### Given records
[Start]
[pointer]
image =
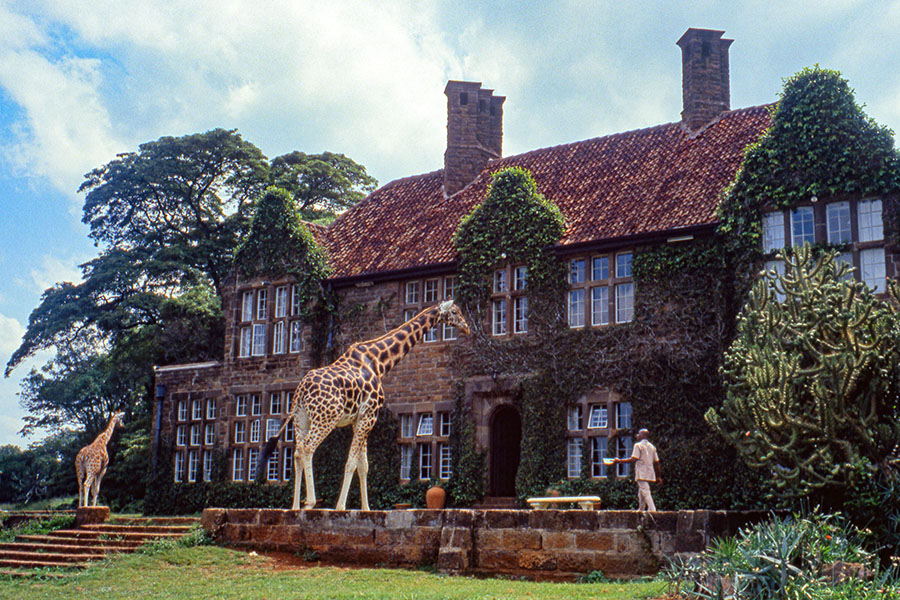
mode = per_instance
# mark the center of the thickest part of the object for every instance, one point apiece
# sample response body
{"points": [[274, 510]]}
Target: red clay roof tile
{"points": [[627, 184]]}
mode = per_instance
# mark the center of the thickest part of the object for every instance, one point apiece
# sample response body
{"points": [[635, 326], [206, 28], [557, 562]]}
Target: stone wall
{"points": [[539, 544]]}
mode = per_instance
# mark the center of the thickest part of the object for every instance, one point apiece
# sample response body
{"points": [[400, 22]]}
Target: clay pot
{"points": [[435, 497]]}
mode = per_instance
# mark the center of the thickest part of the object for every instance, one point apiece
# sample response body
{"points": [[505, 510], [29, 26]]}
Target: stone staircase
{"points": [[67, 549]]}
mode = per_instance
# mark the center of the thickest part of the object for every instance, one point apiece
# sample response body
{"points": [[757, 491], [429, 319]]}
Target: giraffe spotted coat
{"points": [[348, 392]]}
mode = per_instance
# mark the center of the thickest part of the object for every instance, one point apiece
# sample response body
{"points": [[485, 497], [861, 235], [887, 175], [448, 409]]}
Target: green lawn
{"points": [[212, 572]]}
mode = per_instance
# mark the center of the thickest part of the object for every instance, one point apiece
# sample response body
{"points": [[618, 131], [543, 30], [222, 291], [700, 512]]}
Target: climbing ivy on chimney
{"points": [[821, 144], [279, 244], [515, 224]]}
[End]
### Directive
Count the lines in the entries above that contain the string "Target", and reply with only that number.

### Exercise result
7